YOUR OBJECTIVE - Start at the line containing "Each instance receives exactly one keypoint. Tag the man in" and transcribe every line exactly through the end of the records below, and only those lines.

Natural-language object grounding data
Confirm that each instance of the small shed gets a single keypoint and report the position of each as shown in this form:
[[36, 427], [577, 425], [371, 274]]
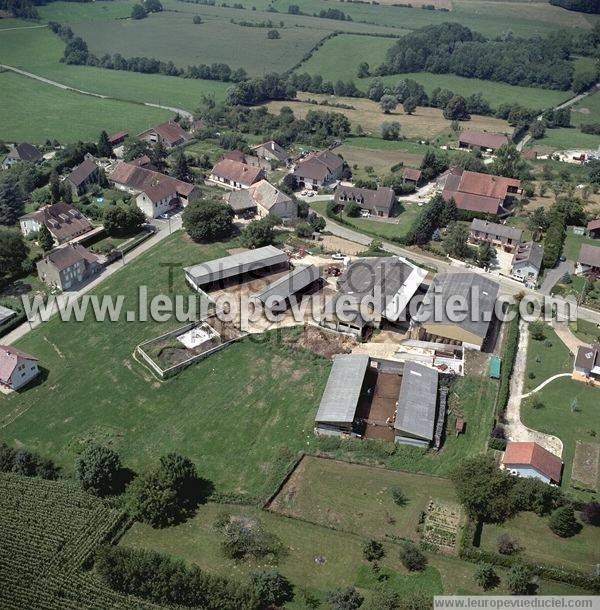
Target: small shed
[[495, 367]]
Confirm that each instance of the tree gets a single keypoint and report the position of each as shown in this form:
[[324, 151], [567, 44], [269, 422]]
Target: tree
[[456, 109], [390, 130], [45, 239], [138, 12], [563, 522], [388, 103], [97, 469], [13, 253], [486, 577], [590, 513], [373, 550], [258, 233], [181, 169], [409, 105], [122, 219], [344, 599], [483, 489], [485, 254], [518, 579], [411, 557], [455, 242], [104, 147], [54, 187], [270, 588], [208, 220]]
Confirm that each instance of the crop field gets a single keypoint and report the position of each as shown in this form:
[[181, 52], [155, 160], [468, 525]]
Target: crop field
[[50, 530], [425, 123], [35, 111], [39, 51], [207, 43], [539, 544], [317, 492], [241, 415]]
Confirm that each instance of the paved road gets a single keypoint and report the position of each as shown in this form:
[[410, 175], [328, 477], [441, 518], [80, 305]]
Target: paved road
[[162, 229], [184, 113]]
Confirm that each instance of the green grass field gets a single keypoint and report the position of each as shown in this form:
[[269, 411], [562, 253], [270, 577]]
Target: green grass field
[[317, 490], [545, 358], [540, 545], [241, 415], [34, 111]]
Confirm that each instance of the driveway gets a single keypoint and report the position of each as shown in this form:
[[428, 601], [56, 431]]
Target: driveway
[[554, 275]]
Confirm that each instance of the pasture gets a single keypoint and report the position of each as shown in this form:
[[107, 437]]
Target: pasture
[[242, 414], [425, 123], [35, 111], [539, 544]]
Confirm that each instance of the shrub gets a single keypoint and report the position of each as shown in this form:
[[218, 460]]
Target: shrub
[[97, 468], [486, 577], [411, 556], [373, 550], [563, 522]]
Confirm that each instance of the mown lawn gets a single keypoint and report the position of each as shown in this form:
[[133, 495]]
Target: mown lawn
[[540, 544], [545, 358], [242, 414], [34, 111]]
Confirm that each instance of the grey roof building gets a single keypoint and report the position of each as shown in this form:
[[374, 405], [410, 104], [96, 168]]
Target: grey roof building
[[417, 405], [277, 294], [340, 399], [234, 265], [469, 328]]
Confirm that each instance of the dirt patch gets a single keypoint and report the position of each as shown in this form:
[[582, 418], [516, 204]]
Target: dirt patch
[[585, 463], [324, 342]]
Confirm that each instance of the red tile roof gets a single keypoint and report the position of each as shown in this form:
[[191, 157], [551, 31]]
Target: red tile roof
[[238, 172], [9, 359], [483, 139], [534, 455]]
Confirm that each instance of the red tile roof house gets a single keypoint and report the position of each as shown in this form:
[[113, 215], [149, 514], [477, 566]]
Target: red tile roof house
[[83, 175], [379, 202], [593, 228], [587, 364], [588, 260], [533, 461], [319, 169], [480, 193], [17, 368], [482, 139], [169, 134], [64, 222], [68, 267], [235, 175], [155, 193], [412, 176]]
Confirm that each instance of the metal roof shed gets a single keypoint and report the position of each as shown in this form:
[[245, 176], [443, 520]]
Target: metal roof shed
[[342, 392], [417, 405], [282, 289], [236, 264]]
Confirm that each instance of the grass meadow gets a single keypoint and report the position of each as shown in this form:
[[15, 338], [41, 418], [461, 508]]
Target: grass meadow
[[34, 111], [242, 414]]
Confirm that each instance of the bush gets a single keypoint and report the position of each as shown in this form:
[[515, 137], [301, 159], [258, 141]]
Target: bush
[[97, 469], [411, 556], [563, 522], [373, 550], [486, 577]]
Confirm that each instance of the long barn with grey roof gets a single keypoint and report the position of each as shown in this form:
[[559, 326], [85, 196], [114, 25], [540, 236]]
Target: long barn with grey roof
[[416, 414], [341, 396], [277, 295], [228, 267]]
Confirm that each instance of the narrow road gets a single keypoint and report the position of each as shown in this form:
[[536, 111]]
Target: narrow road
[[184, 113], [163, 230]]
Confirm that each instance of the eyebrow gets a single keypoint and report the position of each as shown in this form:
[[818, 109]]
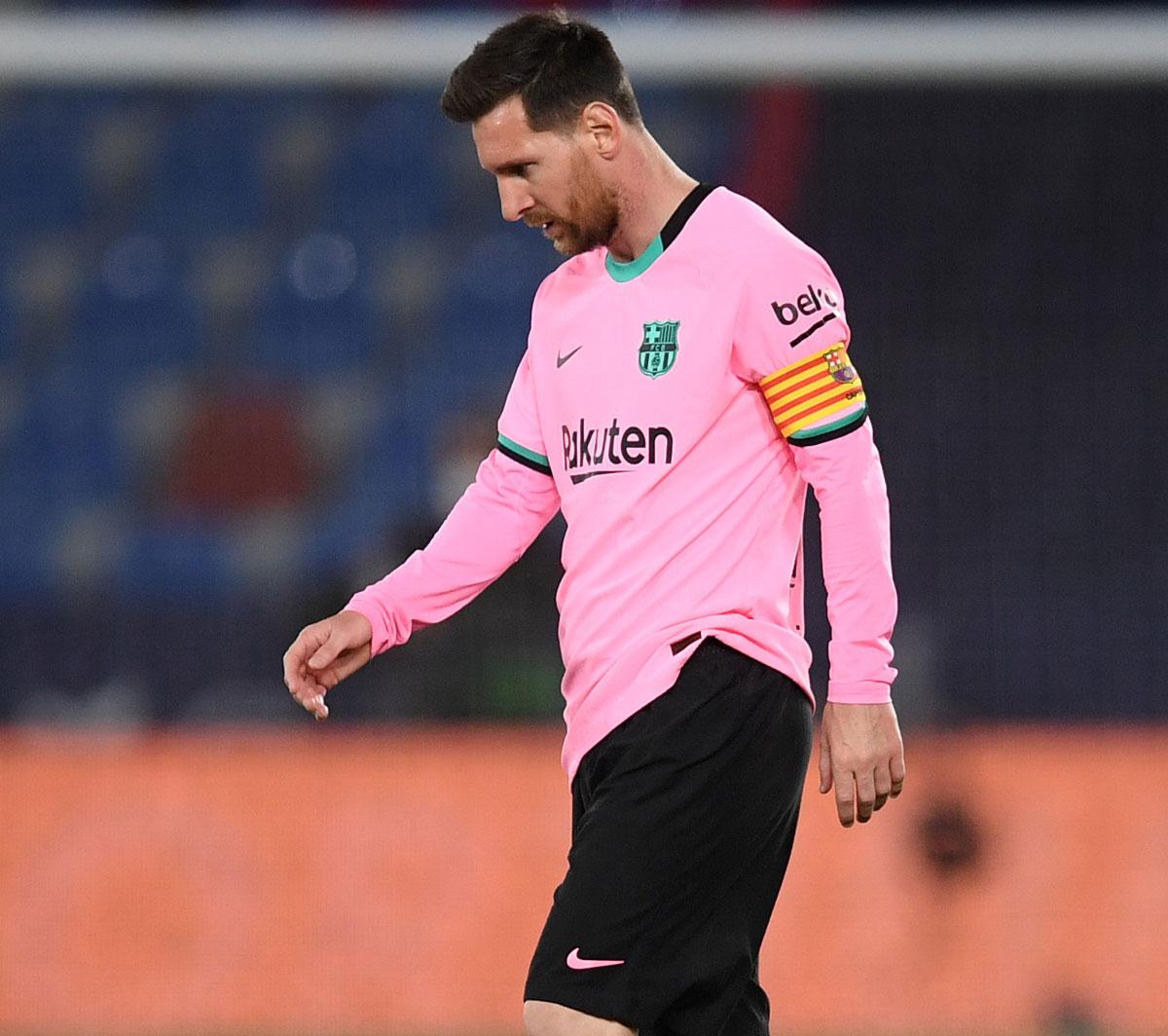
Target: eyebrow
[[502, 167]]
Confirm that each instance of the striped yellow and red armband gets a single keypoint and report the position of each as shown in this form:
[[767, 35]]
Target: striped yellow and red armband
[[817, 397]]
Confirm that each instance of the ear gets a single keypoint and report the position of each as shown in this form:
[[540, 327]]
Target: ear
[[602, 129]]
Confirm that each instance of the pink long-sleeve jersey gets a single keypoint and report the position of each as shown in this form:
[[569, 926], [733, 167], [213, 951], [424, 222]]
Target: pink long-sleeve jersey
[[675, 409]]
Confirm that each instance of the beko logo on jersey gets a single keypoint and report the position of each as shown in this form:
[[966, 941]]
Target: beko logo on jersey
[[610, 449], [810, 303]]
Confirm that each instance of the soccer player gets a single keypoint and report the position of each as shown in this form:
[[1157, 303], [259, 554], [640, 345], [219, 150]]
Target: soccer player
[[687, 376]]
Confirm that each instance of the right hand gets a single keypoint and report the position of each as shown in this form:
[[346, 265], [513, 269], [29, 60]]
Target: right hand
[[322, 655]]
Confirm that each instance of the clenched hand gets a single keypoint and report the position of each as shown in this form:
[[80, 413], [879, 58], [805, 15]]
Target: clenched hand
[[322, 655], [861, 754]]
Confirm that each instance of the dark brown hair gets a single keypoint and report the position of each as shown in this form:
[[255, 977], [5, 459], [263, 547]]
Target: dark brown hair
[[556, 64]]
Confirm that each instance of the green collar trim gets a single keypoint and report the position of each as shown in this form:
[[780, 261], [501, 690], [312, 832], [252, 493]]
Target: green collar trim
[[622, 273]]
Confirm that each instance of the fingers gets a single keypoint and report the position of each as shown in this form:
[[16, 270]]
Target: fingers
[[897, 771], [308, 686], [326, 653], [824, 766]]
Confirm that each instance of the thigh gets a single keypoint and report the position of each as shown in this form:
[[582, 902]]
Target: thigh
[[683, 821]]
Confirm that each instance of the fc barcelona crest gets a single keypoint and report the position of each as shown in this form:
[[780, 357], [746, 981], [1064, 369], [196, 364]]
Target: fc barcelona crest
[[659, 351]]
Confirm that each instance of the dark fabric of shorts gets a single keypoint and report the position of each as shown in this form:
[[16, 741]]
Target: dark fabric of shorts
[[682, 824]]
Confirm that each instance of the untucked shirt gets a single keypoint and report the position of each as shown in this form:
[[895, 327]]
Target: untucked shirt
[[675, 409]]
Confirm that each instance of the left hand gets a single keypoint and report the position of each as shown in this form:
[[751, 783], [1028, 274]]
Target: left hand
[[859, 745]]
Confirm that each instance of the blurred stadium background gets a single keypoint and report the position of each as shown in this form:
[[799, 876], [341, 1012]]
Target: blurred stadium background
[[255, 331]]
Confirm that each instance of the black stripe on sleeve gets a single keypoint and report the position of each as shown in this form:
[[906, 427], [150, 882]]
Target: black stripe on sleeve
[[542, 468], [834, 433], [811, 329]]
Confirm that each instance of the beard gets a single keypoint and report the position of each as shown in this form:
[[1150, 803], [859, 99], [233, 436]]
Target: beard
[[595, 211]]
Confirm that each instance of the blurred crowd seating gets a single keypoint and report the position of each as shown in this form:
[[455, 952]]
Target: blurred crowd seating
[[221, 309], [251, 344]]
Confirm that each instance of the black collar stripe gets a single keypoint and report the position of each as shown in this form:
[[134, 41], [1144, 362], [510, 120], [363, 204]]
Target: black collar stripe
[[683, 211]]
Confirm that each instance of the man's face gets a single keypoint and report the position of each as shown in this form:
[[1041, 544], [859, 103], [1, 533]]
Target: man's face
[[547, 179]]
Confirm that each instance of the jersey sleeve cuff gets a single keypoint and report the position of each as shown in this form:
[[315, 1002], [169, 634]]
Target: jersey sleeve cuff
[[858, 692], [521, 455], [365, 603]]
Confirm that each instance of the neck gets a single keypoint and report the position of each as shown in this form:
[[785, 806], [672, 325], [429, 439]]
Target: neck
[[652, 191]]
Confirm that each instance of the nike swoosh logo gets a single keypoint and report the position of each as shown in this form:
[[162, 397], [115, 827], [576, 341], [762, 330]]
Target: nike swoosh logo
[[593, 474], [579, 964]]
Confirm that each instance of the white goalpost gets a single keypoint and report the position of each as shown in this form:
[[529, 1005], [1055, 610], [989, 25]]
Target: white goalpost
[[846, 48]]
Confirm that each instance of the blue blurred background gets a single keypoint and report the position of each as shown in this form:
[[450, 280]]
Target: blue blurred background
[[254, 340], [255, 334]]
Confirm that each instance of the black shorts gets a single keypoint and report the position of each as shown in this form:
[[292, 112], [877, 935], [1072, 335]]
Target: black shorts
[[682, 824]]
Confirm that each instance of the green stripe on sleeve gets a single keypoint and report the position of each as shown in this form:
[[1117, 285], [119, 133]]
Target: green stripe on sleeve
[[529, 458], [817, 434]]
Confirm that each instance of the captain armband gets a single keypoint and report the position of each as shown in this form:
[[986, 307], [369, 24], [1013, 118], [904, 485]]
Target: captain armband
[[817, 398]]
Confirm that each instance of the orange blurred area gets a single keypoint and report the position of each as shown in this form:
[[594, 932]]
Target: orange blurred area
[[394, 881]]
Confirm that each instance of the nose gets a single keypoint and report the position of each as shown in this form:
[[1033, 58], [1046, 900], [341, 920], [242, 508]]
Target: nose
[[514, 199]]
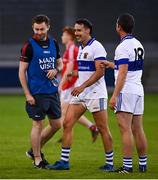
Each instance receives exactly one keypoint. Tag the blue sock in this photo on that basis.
(143, 160)
(109, 157)
(65, 153)
(127, 163)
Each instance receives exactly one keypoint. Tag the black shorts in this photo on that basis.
(46, 104)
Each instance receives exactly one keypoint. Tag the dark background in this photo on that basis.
(15, 29)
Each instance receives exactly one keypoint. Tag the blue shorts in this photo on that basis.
(46, 104)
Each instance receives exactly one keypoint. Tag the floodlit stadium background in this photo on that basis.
(15, 28)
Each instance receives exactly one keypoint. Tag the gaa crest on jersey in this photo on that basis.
(85, 55)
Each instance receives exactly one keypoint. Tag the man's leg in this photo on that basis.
(141, 141)
(125, 124)
(49, 131)
(101, 120)
(92, 127)
(73, 113)
(36, 139)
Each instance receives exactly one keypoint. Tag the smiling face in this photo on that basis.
(82, 33)
(41, 30)
(66, 38)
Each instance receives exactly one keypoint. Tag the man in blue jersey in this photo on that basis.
(39, 64)
(128, 97)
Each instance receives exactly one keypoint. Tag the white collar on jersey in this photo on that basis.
(128, 36)
(88, 43)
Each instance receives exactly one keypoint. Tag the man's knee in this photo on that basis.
(67, 124)
(55, 124)
(37, 124)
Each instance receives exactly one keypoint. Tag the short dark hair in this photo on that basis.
(126, 21)
(86, 23)
(70, 31)
(40, 18)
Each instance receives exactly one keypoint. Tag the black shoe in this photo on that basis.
(124, 170)
(59, 140)
(41, 165)
(30, 154)
(94, 132)
(142, 168)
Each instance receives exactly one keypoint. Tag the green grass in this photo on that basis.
(86, 157)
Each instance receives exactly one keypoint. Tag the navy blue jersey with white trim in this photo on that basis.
(43, 60)
(130, 51)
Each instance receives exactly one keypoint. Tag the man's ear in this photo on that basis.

TASK ANSWER -
Each instance receives exactly one keypoint. Tag the man in blue jersey in this photo on that basis.
(39, 64)
(128, 97)
Each instance receives exactly one keypoint. Tag the white collar on jersey in this photo on that basis.
(128, 36)
(88, 43)
Each instance receives exactly one keypoint. Tag the man's knee in this photo on that basis.
(67, 124)
(55, 124)
(37, 124)
Each instance receives exactly one keypoint. Tag the short dark hair in this photo on that basis.
(126, 21)
(86, 23)
(70, 31)
(40, 18)
Each instance receives exactly one keypoint. Tag the black shoe in this photo on that basis.
(124, 170)
(59, 140)
(41, 165)
(30, 154)
(94, 132)
(142, 168)
Each instance receives exactly one keypoint. Tag the green grass in this photo on that basis.
(86, 157)
Each instance receives exactly one keypoint. Tag the navy blue jersey with white trim in this photo on that basis.
(43, 60)
(130, 51)
Each instance receives exactly one keypoint. Tag the man's ear in this photo on that basis.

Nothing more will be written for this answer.